* begin Records provided *

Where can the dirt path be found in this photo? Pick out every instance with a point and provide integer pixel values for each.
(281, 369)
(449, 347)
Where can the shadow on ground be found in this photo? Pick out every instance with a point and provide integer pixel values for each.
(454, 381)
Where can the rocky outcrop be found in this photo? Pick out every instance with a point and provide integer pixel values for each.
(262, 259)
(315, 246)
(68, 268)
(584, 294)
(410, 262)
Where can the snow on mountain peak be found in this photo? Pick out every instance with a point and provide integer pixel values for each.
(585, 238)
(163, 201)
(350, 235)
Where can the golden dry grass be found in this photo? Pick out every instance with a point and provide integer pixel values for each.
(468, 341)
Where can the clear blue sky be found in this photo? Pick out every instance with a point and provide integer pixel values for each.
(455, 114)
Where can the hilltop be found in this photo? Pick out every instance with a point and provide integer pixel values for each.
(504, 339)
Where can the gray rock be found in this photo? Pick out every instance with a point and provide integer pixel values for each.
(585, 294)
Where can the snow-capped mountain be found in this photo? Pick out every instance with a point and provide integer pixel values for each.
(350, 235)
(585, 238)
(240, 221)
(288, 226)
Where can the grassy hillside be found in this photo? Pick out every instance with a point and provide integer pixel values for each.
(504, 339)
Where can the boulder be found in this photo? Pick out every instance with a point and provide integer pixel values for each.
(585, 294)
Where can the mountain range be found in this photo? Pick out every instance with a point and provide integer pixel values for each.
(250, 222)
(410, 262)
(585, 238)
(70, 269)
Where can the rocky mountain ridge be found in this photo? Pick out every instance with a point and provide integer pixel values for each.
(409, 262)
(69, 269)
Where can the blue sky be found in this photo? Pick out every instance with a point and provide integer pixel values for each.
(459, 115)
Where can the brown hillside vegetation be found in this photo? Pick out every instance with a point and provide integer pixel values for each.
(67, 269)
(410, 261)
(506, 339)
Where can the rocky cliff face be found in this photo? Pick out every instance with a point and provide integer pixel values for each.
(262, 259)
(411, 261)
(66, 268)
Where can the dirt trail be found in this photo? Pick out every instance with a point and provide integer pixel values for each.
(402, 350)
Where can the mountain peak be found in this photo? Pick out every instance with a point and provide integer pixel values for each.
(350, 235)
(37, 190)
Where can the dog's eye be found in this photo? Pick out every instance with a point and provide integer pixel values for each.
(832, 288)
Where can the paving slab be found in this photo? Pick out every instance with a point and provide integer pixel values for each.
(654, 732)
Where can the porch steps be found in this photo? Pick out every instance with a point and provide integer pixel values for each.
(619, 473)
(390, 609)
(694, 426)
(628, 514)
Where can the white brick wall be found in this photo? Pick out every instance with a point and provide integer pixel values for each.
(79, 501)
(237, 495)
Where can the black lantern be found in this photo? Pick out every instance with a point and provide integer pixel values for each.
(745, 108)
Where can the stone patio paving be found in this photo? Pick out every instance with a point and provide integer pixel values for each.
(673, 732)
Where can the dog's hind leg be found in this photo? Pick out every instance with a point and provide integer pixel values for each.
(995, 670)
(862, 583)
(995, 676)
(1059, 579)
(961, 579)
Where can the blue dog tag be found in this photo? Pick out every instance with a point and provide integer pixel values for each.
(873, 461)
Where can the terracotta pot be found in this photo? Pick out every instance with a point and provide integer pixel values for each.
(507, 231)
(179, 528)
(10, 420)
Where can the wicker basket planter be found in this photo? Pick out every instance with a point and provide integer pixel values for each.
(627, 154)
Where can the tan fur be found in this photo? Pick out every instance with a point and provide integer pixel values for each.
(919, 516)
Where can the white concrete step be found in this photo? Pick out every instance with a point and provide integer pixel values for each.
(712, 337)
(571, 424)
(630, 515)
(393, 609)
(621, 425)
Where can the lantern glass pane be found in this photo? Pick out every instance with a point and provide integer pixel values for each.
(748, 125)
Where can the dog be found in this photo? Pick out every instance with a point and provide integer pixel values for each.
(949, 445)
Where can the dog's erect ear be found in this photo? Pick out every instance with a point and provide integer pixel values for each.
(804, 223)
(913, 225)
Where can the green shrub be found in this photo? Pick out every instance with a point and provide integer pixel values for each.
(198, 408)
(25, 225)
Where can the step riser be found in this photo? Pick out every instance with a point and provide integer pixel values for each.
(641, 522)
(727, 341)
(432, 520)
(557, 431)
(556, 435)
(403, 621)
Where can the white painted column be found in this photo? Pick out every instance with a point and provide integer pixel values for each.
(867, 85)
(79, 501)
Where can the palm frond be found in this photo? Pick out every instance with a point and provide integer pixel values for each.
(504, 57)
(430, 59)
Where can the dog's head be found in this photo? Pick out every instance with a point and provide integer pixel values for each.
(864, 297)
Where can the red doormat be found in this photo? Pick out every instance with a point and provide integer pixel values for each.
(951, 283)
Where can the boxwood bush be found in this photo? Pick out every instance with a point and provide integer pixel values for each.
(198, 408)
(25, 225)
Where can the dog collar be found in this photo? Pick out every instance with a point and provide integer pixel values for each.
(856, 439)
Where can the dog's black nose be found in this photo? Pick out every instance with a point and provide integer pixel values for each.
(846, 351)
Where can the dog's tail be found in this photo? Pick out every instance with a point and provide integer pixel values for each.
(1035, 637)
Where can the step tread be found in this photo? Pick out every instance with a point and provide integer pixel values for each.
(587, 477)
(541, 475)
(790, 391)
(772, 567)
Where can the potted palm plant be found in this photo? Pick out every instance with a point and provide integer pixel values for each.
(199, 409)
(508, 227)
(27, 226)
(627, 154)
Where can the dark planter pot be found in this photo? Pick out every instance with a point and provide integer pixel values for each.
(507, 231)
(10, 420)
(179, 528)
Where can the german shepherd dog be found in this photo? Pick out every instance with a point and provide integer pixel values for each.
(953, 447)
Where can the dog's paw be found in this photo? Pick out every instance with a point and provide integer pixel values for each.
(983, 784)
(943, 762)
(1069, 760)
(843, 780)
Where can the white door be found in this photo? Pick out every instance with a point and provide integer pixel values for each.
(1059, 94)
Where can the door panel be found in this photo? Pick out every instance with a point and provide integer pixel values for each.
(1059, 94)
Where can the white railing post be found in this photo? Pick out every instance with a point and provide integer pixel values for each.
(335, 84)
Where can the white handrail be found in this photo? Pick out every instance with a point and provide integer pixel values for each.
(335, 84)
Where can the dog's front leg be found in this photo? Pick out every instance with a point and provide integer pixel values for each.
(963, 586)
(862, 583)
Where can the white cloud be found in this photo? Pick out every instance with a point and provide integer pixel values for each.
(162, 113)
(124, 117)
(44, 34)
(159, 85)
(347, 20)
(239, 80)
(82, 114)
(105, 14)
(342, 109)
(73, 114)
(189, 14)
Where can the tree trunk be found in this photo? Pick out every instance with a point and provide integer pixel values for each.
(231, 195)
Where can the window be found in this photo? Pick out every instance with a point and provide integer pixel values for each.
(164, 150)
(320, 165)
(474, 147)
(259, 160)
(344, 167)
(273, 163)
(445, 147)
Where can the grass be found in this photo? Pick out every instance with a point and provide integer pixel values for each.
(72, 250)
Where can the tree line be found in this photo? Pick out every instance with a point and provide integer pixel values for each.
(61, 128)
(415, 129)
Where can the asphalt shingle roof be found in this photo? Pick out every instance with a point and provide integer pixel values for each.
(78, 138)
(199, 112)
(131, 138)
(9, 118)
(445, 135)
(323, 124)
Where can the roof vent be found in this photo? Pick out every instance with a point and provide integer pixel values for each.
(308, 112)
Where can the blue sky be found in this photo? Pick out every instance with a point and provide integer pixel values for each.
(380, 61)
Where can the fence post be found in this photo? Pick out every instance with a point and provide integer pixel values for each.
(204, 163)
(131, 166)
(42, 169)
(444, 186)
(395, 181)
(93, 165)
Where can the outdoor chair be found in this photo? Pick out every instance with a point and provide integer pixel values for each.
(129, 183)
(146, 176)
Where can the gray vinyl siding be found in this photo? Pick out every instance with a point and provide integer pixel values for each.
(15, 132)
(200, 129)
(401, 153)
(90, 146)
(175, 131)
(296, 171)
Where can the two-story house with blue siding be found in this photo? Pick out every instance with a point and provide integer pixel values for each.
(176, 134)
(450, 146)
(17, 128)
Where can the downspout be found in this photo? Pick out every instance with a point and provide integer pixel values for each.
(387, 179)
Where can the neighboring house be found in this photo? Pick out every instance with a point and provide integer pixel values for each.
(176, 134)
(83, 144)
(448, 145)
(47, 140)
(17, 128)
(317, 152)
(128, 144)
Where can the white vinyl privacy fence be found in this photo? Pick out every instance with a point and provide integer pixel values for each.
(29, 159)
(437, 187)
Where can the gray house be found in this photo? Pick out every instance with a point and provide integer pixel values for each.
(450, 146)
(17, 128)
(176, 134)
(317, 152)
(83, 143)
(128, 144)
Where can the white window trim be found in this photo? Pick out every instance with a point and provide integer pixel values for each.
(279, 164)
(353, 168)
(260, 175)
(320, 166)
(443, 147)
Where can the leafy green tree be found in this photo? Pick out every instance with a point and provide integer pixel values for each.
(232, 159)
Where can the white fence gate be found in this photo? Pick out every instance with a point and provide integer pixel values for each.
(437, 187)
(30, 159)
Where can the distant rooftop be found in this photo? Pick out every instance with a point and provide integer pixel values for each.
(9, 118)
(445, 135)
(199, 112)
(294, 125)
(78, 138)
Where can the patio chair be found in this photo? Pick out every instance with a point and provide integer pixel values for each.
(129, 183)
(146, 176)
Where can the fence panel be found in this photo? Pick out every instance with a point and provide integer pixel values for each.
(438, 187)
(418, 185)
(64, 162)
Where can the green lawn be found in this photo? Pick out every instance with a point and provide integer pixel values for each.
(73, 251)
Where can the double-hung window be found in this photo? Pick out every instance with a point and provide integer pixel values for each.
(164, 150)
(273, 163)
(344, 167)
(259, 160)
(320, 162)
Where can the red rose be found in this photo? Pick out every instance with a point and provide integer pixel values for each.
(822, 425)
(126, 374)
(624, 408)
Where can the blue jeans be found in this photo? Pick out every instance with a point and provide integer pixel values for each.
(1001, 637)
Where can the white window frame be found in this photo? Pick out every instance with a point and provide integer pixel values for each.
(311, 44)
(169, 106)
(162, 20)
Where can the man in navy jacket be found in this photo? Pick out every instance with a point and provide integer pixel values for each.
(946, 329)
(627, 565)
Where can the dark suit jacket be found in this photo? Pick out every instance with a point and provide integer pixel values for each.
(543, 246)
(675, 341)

* end Records provided *

Goal of the exercise: Starting at the line that contains "Where can the double-hung", repeat each line exactly through the last one in the listing. Include both of those lines and nothing more.

Correct answer:
Where can the double-hung window be found in this photo? Pick out every instance with a point and provide integer pixel values for each.
(164, 150)
(273, 163)
(344, 167)
(259, 160)
(320, 162)
Where can the red rose be found in this photo? Pick out every instance with a point and provide integer pixel values for each.
(822, 425)
(126, 374)
(624, 408)
Where can the blue jeans be found in this photo? Pick out every instance with a point and provide integer pixel values for each.
(1001, 637)
Where can the white window frame be found in this photo? Pick out every instance with a point and provide integer pixel values for each.
(311, 44)
(169, 106)
(162, 20)
Where can the man in navy jacket be found in this photo? Pick out every instance with a point and provide integer pixel values for each.
(946, 329)
(627, 565)
Where can the dark suit jacket be found in this photo? Pick out every instance with a point and provide integer pixel values for each.
(543, 246)
(675, 341)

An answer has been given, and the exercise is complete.